**Selected excerpt:**
☆ ☆ ☆ ☆ ☆

Friday, June 05, 2009

A Marty Peretz Pile-On

Marty Peretz piles it on:

...let me make clear that in the 42 years since the Six Day War, the Palestinians haven't shown any serious readiness to make peace with Israel that would encourage Jerusalem to make any more one-sided concessions in advance that experience proves will just be pocketed and not be reciprocated at all...

...the United Nations General Assembly sanctioned and provided for a "Jewish state" in Palestine and an "Arab state" in Palestine already in late 1947. I will make my not-at-all-pedantic little point again: The imagined Arab state was not denoted as Palestinian because no one in their right mind at the U.N. saw a Palestinian people on the horizon. The local Arabs were mostly satraps of the surrounding Arab countries. They defined themselves within tribes and clans, extended families and gangs of ruffians There was no national vision with which to see the lost opportunity.

...Now, the Obama administration is engaged in another try at the peace process, egged on presumably by the preposterous idea that, if Bibi only utters the magic phrase "two-state solution" and halts construction even for natural growth in every single one of the settlements, America's troubles in the world of Islam will not only ease but be transformed. Not surprisingly, Hilary Clinton, our martinet secretary of state, has enthusiastically rushed to formulate these instructions to Israel in the harshest possible terms.

This has been a long detour to coming back to my view of settlements.

☆ ☆ ☆ ☆ ☆

Records from a data source:

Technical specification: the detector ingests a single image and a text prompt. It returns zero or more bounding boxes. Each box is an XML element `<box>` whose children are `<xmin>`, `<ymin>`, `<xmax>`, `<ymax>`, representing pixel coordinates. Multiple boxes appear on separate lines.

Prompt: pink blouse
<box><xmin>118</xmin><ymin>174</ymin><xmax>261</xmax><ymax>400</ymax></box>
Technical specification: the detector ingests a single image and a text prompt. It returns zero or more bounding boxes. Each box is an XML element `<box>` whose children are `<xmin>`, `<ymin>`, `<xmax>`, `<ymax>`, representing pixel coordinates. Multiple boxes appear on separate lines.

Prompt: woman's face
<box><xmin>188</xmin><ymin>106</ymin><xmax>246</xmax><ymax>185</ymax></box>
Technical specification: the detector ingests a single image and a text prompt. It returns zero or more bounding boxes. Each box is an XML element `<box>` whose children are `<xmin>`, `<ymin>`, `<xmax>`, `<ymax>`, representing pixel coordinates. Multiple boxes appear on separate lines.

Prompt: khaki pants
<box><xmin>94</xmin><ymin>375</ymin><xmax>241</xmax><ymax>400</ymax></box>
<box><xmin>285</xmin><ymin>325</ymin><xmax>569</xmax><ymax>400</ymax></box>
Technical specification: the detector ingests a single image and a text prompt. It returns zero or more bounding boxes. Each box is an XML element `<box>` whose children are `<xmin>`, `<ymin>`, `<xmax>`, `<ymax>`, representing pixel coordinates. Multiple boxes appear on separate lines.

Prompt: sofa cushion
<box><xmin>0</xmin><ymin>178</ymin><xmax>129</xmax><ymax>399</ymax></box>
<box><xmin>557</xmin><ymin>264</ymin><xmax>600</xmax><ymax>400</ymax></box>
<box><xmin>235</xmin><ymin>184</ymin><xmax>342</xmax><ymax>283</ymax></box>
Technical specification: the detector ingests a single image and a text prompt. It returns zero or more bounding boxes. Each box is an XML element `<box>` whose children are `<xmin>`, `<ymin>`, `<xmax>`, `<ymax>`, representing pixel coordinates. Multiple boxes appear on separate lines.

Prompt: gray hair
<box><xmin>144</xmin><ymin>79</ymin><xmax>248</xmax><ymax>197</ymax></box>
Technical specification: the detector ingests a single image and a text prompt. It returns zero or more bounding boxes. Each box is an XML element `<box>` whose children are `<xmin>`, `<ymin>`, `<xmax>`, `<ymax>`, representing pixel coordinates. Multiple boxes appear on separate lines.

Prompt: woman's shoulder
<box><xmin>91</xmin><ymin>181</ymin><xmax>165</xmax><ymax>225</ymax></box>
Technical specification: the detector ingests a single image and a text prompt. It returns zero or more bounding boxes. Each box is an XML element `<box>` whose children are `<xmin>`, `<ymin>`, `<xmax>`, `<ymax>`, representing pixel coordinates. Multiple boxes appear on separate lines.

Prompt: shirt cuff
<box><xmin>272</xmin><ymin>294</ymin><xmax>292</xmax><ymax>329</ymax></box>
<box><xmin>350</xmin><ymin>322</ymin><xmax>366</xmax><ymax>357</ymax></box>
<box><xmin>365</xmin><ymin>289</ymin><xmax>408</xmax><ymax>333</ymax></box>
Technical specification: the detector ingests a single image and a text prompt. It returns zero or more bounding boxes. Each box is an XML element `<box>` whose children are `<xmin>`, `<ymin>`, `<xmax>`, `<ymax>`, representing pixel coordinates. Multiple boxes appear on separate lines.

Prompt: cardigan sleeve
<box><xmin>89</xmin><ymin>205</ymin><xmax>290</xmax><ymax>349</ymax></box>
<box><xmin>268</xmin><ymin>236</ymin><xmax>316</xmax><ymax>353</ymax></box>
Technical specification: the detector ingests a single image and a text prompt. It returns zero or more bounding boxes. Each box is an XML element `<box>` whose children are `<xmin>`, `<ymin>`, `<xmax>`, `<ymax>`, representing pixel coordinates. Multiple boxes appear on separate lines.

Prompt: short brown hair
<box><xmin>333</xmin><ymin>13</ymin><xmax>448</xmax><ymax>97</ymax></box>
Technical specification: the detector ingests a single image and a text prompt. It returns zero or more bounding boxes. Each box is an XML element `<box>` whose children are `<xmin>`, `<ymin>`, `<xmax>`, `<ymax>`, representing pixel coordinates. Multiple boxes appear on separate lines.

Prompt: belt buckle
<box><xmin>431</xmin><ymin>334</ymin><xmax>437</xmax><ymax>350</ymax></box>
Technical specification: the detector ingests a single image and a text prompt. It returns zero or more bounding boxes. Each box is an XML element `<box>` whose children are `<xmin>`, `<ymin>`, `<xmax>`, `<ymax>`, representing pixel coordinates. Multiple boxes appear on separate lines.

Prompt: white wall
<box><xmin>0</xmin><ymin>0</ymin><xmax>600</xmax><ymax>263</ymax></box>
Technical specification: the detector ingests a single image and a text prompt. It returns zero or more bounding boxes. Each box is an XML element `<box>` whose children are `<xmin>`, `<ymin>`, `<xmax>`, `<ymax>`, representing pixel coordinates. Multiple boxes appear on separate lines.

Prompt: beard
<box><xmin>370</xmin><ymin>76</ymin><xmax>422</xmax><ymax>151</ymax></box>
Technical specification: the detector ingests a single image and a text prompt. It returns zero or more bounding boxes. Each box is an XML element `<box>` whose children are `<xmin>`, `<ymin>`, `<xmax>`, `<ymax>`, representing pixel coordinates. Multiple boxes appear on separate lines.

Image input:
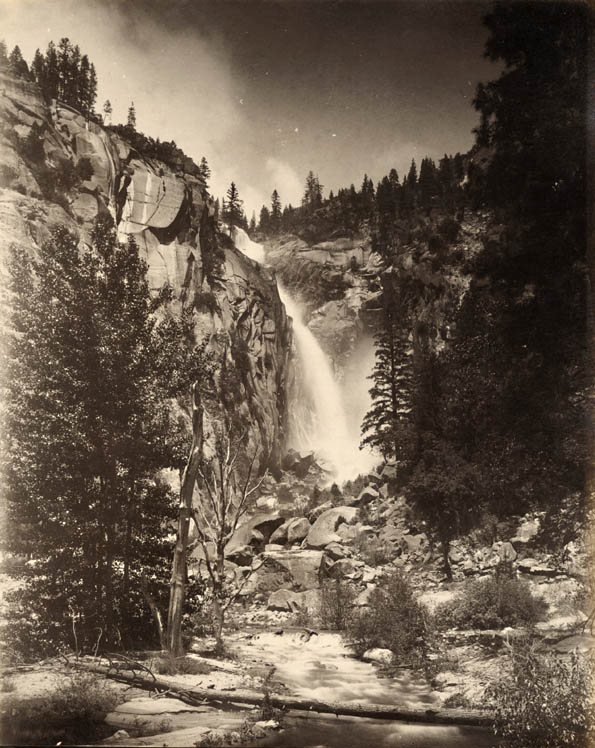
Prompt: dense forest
<box><xmin>258</xmin><ymin>3</ymin><xmax>589</xmax><ymax>572</ymax></box>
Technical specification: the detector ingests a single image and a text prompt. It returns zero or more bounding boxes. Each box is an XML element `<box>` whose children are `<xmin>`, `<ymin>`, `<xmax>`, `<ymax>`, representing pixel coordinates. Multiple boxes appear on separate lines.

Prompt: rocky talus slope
<box><xmin>0</xmin><ymin>70</ymin><xmax>291</xmax><ymax>467</ymax></box>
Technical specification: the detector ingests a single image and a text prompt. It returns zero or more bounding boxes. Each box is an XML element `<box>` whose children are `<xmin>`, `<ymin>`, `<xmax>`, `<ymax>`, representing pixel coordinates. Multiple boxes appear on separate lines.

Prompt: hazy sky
<box><xmin>0</xmin><ymin>0</ymin><xmax>498</xmax><ymax>216</ymax></box>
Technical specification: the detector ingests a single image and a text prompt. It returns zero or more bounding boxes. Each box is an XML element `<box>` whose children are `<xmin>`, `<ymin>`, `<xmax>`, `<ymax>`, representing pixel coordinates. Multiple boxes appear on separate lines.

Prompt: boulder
<box><xmin>401</xmin><ymin>533</ymin><xmax>428</xmax><ymax>555</ymax></box>
<box><xmin>492</xmin><ymin>540</ymin><xmax>518</xmax><ymax>563</ymax></box>
<box><xmin>258</xmin><ymin>548</ymin><xmax>324</xmax><ymax>590</ymax></box>
<box><xmin>517</xmin><ymin>558</ymin><xmax>558</xmax><ymax>577</ymax></box>
<box><xmin>307</xmin><ymin>501</ymin><xmax>333</xmax><ymax>523</ymax></box>
<box><xmin>305</xmin><ymin>506</ymin><xmax>357</xmax><ymax>548</ymax></box>
<box><xmin>353</xmin><ymin>584</ymin><xmax>376</xmax><ymax>608</ymax></box>
<box><xmin>256</xmin><ymin>496</ymin><xmax>279</xmax><ymax>512</ymax></box>
<box><xmin>267</xmin><ymin>590</ymin><xmax>300</xmax><ymax>613</ymax></box>
<box><xmin>337</xmin><ymin>522</ymin><xmax>375</xmax><ymax>541</ymax></box>
<box><xmin>225</xmin><ymin>512</ymin><xmax>285</xmax><ymax>555</ymax></box>
<box><xmin>362</xmin><ymin>566</ymin><xmax>381</xmax><ymax>584</ymax></box>
<box><xmin>269</xmin><ymin>519</ymin><xmax>292</xmax><ymax>544</ymax></box>
<box><xmin>354</xmin><ymin>486</ymin><xmax>380</xmax><ymax>506</ymax></box>
<box><xmin>368</xmin><ymin>470</ymin><xmax>382</xmax><ymax>486</ymax></box>
<box><xmin>324</xmin><ymin>543</ymin><xmax>348</xmax><ymax>561</ymax></box>
<box><xmin>510</xmin><ymin>517</ymin><xmax>540</xmax><ymax>546</ymax></box>
<box><xmin>380</xmin><ymin>462</ymin><xmax>397</xmax><ymax>481</ymax></box>
<box><xmin>327</xmin><ymin>558</ymin><xmax>364</xmax><ymax>579</ymax></box>
<box><xmin>287</xmin><ymin>517</ymin><xmax>311</xmax><ymax>543</ymax></box>
<box><xmin>291</xmin><ymin>453</ymin><xmax>316</xmax><ymax>478</ymax></box>
<box><xmin>362</xmin><ymin>647</ymin><xmax>394</xmax><ymax>665</ymax></box>
<box><xmin>226</xmin><ymin>545</ymin><xmax>254</xmax><ymax>566</ymax></box>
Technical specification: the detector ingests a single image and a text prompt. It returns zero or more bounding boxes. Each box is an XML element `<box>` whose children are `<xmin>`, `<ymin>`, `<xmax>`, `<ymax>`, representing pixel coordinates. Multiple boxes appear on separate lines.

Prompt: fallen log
<box><xmin>77</xmin><ymin>662</ymin><xmax>493</xmax><ymax>727</ymax></box>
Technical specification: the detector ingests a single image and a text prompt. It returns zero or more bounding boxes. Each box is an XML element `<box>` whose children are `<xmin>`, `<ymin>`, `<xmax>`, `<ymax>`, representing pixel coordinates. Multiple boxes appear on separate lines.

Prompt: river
<box><xmin>233</xmin><ymin>631</ymin><xmax>497</xmax><ymax>748</ymax></box>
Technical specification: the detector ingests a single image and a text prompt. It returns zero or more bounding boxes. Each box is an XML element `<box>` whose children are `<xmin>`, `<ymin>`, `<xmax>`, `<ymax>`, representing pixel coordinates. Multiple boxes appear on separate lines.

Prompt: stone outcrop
<box><xmin>304</xmin><ymin>506</ymin><xmax>357</xmax><ymax>548</ymax></box>
<box><xmin>0</xmin><ymin>73</ymin><xmax>291</xmax><ymax>469</ymax></box>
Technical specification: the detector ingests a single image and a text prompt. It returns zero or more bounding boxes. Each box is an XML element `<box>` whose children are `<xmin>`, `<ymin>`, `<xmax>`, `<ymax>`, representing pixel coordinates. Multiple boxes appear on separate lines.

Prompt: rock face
<box><xmin>305</xmin><ymin>506</ymin><xmax>357</xmax><ymax>548</ymax></box>
<box><xmin>0</xmin><ymin>73</ymin><xmax>291</xmax><ymax>468</ymax></box>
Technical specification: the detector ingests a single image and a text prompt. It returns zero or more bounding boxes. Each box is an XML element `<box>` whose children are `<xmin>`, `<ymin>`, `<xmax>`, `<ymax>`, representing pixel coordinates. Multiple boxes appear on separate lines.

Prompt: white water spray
<box><xmin>233</xmin><ymin>228</ymin><xmax>377</xmax><ymax>483</ymax></box>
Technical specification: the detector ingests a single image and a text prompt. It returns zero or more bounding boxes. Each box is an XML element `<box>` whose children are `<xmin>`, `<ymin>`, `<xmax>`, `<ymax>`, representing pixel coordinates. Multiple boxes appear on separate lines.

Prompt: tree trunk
<box><xmin>167</xmin><ymin>382</ymin><xmax>203</xmax><ymax>656</ymax></box>
<box><xmin>74</xmin><ymin>663</ymin><xmax>493</xmax><ymax>726</ymax></box>
<box><xmin>442</xmin><ymin>540</ymin><xmax>452</xmax><ymax>582</ymax></box>
<box><xmin>141</xmin><ymin>576</ymin><xmax>167</xmax><ymax>649</ymax></box>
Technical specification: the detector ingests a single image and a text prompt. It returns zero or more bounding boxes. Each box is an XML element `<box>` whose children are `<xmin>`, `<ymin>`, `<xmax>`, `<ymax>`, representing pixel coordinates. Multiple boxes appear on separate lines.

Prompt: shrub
<box><xmin>353</xmin><ymin>528</ymin><xmax>396</xmax><ymax>566</ymax></box>
<box><xmin>428</xmin><ymin>234</ymin><xmax>446</xmax><ymax>255</ymax></box>
<box><xmin>434</xmin><ymin>574</ymin><xmax>547</xmax><ymax>629</ymax></box>
<box><xmin>319</xmin><ymin>579</ymin><xmax>355</xmax><ymax>631</ymax></box>
<box><xmin>152</xmin><ymin>654</ymin><xmax>212</xmax><ymax>675</ymax></box>
<box><xmin>347</xmin><ymin>571</ymin><xmax>429</xmax><ymax>663</ymax></box>
<box><xmin>1</xmin><ymin>672</ymin><xmax>122</xmax><ymax>745</ymax></box>
<box><xmin>486</xmin><ymin>642</ymin><xmax>595</xmax><ymax>748</ymax></box>
<box><xmin>438</xmin><ymin>217</ymin><xmax>461</xmax><ymax>242</ymax></box>
<box><xmin>194</xmin><ymin>291</ymin><xmax>219</xmax><ymax>314</ymax></box>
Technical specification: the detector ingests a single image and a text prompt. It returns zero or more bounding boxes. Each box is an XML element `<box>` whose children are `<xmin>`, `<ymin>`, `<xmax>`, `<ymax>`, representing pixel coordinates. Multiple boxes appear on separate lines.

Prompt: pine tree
<box><xmin>361</xmin><ymin>289</ymin><xmax>412</xmax><ymax>461</ymax></box>
<box><xmin>407</xmin><ymin>159</ymin><xmax>417</xmax><ymax>189</ymax></box>
<box><xmin>57</xmin><ymin>36</ymin><xmax>72</xmax><ymax>102</ymax></box>
<box><xmin>103</xmin><ymin>99</ymin><xmax>113</xmax><ymax>125</ymax></box>
<box><xmin>126</xmin><ymin>101</ymin><xmax>136</xmax><ymax>130</ymax></box>
<box><xmin>4</xmin><ymin>217</ymin><xmax>206</xmax><ymax>650</ymax></box>
<box><xmin>83</xmin><ymin>60</ymin><xmax>97</xmax><ymax>116</ymax></box>
<box><xmin>43</xmin><ymin>42</ymin><xmax>60</xmax><ymax>101</ymax></box>
<box><xmin>224</xmin><ymin>182</ymin><xmax>244</xmax><ymax>236</ymax></box>
<box><xmin>198</xmin><ymin>156</ymin><xmax>211</xmax><ymax>187</ymax></box>
<box><xmin>0</xmin><ymin>39</ymin><xmax>8</xmax><ymax>70</ymax></box>
<box><xmin>418</xmin><ymin>158</ymin><xmax>438</xmax><ymax>210</ymax></box>
<box><xmin>258</xmin><ymin>205</ymin><xmax>271</xmax><ymax>234</ymax></box>
<box><xmin>270</xmin><ymin>190</ymin><xmax>282</xmax><ymax>234</ymax></box>
<box><xmin>302</xmin><ymin>171</ymin><xmax>323</xmax><ymax>213</ymax></box>
<box><xmin>31</xmin><ymin>49</ymin><xmax>45</xmax><ymax>91</ymax></box>
<box><xmin>8</xmin><ymin>44</ymin><xmax>29</xmax><ymax>78</ymax></box>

☆ ☆ ☆ ☆ ☆

**Challenges:**
a) In the blog post, when did the United Nations General Assembly provide for a "Jewish state" and an "Arab state" in Palestine?
b) From the blog post, extract the passage that begins at the words "Marty Peretz piles" and stops after "reciprocated at all...".
Rely on the blog post alone.

**Expected outputs:**
a) In late 1947.

b)
Marty Peretz piles it on:

...let me make clear that in the 42 years since the Six Day War, the Palestinians haven't shown any serious readiness to make peace with Israel that would encourage Jerusalem to make any more one-sided concessions in advance that experience proves will just be pocketed and not be reciprocated at all...